-------- Source extract
On the 85th anniversary of the Kindertransport scheme, which saved 10,000 children from the Nazis, we reveal the incredible journey of 96-year-old Gabriele Keenaghan

Thousands of young children had to flee
They were sent to live with families in the UK

It’s midnight, April 1939. Vienna train station is dark. Huge swastika flags are snapping in the wind, the platform crawling with jackbooted Nazis. Twelve-year-old Gabriele holds tight to her grandmother’s hand, trying to be brave, but inside she is terrified. Train doors start to slam and a whistle sounds.

‘Now, my darling, you must promise to write,’ says her grandmother, ushering her on board the crowded train.

Gabriele longs to cling to the safety of her grandmother. Instead, she grips her teddy bear and one tiny suitcase – all she has in the world – and boards, feeling like her little heart might explode.

ALL ALONE

As the train pulls out of the station and her grandmother’s face fades into the clouds of smoke, Gabriele knows that this is it – she is all alone on a train bound for a country where she knows no one. One thought runs repeatedly through her mind. Will she ever see her grandmother again?
----------------
-------- Entries shown
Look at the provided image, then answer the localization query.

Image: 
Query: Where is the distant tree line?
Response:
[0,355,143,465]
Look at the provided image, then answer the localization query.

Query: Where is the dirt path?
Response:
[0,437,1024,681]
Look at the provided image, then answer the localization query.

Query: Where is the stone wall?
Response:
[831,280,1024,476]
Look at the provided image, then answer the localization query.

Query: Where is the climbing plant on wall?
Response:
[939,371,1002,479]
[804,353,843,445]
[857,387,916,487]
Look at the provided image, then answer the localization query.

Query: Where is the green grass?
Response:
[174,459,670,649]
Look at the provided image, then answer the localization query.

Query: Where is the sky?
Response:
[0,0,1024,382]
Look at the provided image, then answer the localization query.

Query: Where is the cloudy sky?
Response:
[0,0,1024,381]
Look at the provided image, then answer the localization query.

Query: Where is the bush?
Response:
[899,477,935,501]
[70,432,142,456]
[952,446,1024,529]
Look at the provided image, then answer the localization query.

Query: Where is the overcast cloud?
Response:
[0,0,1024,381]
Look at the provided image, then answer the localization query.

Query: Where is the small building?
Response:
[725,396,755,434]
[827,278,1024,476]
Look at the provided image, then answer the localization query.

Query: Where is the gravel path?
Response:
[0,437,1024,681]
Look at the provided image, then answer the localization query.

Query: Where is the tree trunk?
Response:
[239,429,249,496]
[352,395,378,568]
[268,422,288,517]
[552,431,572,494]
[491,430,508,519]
----------------
• Problem to work on
Could you carry on the Kindertransport article about Gabriele, picking up right after its final sentence?

• Response below
Gabriele Weiss had been brought up in Vienna by her grandmother. ‘My mother, Hildegard, died when I was eight and my father, Josef, had to work, so I was sent to convent school in the week,’ recalls Gabriele. ‘I’d go home to Vienna at weekends, where I stayed with my grandmother, Gabriele, who I was named after. She and I were very close.’

Gabriele remembers how, in March 1938, aged just 12, they watched the Nazis march into Vienna. ‘Immediately our lives changed,’ she says.

Gabriele’s mother had been Christian, but her father was Jewish. She was labelled a ‘mischling’ – a Nazi term for a person of mixed blood – and forced to wear a yellow star.

‘The star pointed me out as different. I had things thrown at me and I was called a dirty little Jew,’ Gabriele recalls.

But it wasn’t until the night of the 9 November that year, Kristallnacht (the night of broken glass), when Nazi troops attacked Jewish homes, businesses and synagogues throughout Germany and Austria, that the young girl’s life became endangered.

At 10 months old with her mother and father.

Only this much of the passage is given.